_Records from a point labeling set_
____________________

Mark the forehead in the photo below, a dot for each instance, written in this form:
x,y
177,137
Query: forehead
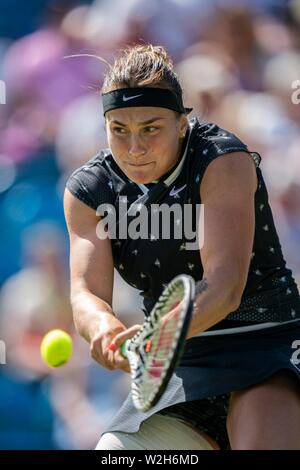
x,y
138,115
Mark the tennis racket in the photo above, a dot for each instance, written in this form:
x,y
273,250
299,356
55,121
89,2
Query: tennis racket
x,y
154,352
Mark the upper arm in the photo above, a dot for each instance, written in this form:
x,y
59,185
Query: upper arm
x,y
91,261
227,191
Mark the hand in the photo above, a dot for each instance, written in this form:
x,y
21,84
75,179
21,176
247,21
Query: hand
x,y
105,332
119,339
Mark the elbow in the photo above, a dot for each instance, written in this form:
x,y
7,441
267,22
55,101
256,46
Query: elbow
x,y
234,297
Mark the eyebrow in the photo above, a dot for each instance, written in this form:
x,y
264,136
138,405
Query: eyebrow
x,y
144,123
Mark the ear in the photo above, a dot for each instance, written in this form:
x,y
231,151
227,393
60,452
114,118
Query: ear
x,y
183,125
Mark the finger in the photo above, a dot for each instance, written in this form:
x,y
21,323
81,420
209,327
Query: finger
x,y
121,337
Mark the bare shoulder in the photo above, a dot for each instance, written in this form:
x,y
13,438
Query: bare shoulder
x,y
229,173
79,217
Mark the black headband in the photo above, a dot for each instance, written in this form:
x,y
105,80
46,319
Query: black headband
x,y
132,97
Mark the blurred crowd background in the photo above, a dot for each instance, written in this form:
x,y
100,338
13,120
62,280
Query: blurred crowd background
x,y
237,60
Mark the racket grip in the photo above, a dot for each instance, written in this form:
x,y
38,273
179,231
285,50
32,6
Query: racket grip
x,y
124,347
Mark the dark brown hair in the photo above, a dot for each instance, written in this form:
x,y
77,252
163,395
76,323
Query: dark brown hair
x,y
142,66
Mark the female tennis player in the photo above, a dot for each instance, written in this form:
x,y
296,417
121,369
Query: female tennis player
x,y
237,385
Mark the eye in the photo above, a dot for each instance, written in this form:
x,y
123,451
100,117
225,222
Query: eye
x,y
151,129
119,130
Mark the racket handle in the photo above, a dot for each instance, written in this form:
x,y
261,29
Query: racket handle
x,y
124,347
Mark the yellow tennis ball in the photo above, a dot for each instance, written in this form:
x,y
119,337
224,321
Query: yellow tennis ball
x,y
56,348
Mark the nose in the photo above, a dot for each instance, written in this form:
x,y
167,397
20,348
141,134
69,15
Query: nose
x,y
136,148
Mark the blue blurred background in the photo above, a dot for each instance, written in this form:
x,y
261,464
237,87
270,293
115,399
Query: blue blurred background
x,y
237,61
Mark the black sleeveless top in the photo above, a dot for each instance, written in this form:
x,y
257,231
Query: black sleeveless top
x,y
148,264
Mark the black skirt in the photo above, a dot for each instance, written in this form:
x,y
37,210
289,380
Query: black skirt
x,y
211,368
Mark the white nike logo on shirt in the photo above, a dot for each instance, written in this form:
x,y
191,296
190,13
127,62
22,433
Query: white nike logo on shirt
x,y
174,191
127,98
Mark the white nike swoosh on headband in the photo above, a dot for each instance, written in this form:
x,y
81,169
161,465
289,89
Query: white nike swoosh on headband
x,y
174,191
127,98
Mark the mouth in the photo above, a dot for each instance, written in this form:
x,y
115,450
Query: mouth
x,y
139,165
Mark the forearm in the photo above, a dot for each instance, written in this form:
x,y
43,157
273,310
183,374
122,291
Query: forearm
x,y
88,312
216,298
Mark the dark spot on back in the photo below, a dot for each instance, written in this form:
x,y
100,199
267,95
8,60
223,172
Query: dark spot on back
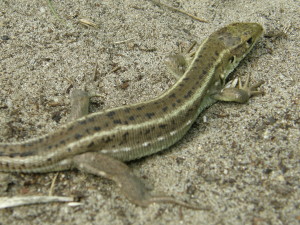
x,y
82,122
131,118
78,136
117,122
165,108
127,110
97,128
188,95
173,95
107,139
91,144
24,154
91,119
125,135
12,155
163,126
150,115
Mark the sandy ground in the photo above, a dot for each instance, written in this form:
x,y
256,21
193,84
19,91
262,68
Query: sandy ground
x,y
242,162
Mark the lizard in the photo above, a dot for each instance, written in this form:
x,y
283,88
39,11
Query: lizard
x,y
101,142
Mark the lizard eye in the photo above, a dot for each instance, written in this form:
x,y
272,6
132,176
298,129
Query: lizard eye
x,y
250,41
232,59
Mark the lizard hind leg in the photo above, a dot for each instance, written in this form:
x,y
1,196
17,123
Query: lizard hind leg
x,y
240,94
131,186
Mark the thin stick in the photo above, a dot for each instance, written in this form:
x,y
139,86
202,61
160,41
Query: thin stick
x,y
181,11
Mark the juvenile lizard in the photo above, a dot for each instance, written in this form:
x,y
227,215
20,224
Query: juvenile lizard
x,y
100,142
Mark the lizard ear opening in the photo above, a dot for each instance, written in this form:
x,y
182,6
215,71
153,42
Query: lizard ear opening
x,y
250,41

____________________

Except for the pictures, print the data above exactly.

Mark the forehead in the photo below, a dot for each instance, written in this form:
x,y
177,137
Query: forehead
x,y
138,115
Mark the tennis racket in the photo above, a dot for each instance, written in this form:
x,y
273,250
299,356
55,121
89,2
Query: tennis racket
x,y
154,352
Mark the upper arm in the photo above, a dot for each instance, written in this form:
x,y
59,185
Query: upper arm
x,y
91,261
227,191
Mark the hand in the photo above, a dot for each instance, written in this form:
x,y
21,84
75,179
21,176
247,21
Query: hand
x,y
105,332
119,339
Mark the elbow in the photo above, a dot for each instance, written in this form:
x,y
7,441
267,22
55,101
256,46
Query: elbow
x,y
234,297
Mark the eyebrow in the photo above, a dot for each instance, written in this form:
x,y
264,136
138,405
Query: eyebrow
x,y
144,123
Mark the ear in the photo above, a dot for each instance, written in this form:
x,y
231,151
227,393
60,452
114,118
Query: ear
x,y
183,125
Mark the finger in the photo above, a dot for each instance, written in this form:
x,y
21,323
81,420
209,327
Query: finger
x,y
121,337
Mark the bare shoulder in the photo above, a dot for each instance, written in this form:
x,y
13,438
Query: bare shoulder
x,y
229,173
79,217
Mark the black headband in the photo above, a dot for each instance, written in this form:
x,y
105,80
46,319
Query: black headband
x,y
132,97
Mark the blurred crowd background in the photo above, a dot for each instance, written in this form:
x,y
100,338
13,120
62,280
Query: blurred crowd background
x,y
237,60
Mark the racket grip in the photo above, a dot for each instance, written in this form:
x,y
38,273
179,231
285,50
32,6
Query: racket grip
x,y
124,347
Mark the dark brown hair in the photo above, a dot for each instance, written in this form:
x,y
77,252
163,395
76,323
Query: dark brown hair
x,y
142,66
Mark the female tennis player in the photo above, a dot for each instance, written in this form:
x,y
296,417
121,369
Query: female tennis player
x,y
237,385
Mark the eye in the photo above, a dot for each instance, written in this form:
x,y
123,451
100,117
225,222
Query: eye
x,y
151,129
119,130
Mark the racket handle in the photo above, a dot for each instance, written in this form:
x,y
261,29
Query: racket handle
x,y
124,347
Mark the yellow tennis ball in the photo above, a dot for each instance, written in this form:
x,y
119,337
224,321
Query: yellow tennis ball
x,y
56,348
Mark the nose in the photo above, a dot for each instance, written in this form:
x,y
167,397
20,348
141,134
69,15
Query: nose
x,y
136,148
Mark the blue blurred background in the photo above, a dot for each instance, written in this form:
x,y
261,464
237,87
270,293
115,399
Query: blue blurred background
x,y
237,61
Mark the black sleeveless top in the photo above, a dot for each instance, written in this form:
x,y
257,231
Query: black sleeveless top
x,y
148,264
Mark the black skirt in the photo above, a dot for each instance, written in this form:
x,y
37,210
289,380
Query: black skirt
x,y
211,368
Mark the white nike logo on shirt in the photo above, a dot for each instance, written in this form:
x,y
191,296
190,13
127,62
22,433
Query: white nike logo on shirt
x,y
174,191
127,98
Mark the white nike swoosh on headband in the photo above, a dot for each instance, written in this form:
x,y
81,169
161,465
289,89
Query: white nike swoosh on headband
x,y
174,191
127,98
Mark the mouth in the photo above, a dot for each instance, written in this form:
x,y
115,450
Query: mouth
x,y
139,165
Mark the forearm in the photo above, a dot for each instance, written in this form:
x,y
43,157
273,310
183,374
122,291
Query: forearm
x,y
88,312
216,298
Mark the dark spot on back in the photo below, a dot for each instance, written in this form:
x,y
100,199
267,95
8,60
223,172
Query: dark spot on back
x,y
82,122
131,118
78,136
117,122
165,108
127,110
97,128
188,95
173,95
107,139
91,144
24,154
91,119
125,135
12,155
163,126
150,115
Mark the sandy ground in the photo above, a dot for each instance, written in this form:
x,y
256,21
193,84
19,91
262,68
Query: sandy ground
x,y
242,162
Mark the lizard in the photo above, a dot for each instance, written in this form:
x,y
283,88
39,11
Query: lizard
x,y
101,142
Mark the lizard eye in the photo above, a dot for each instance, written in this form:
x,y
272,6
132,176
298,129
Query: lizard eye
x,y
250,41
232,59
Mark the lizard hind leg in the photo above, a dot for each instance, written in this form:
x,y
1,196
17,123
Query: lizard hind leg
x,y
240,94
131,186
Mark the thin stick in the photo above, a dot for each instance, written in this form:
x,y
139,86
202,61
160,41
Query: thin stick
x,y
181,11
Mark the juvenile lizard in the photo above, a dot for each instance, written in this form:
x,y
227,215
20,224
Query: juvenile lizard
x,y
100,142
Mark the lizard ear opening in the photo above, a dot for each instance, written in this form:
x,y
182,6
215,71
153,42
Query: lizard ear opening
x,y
250,41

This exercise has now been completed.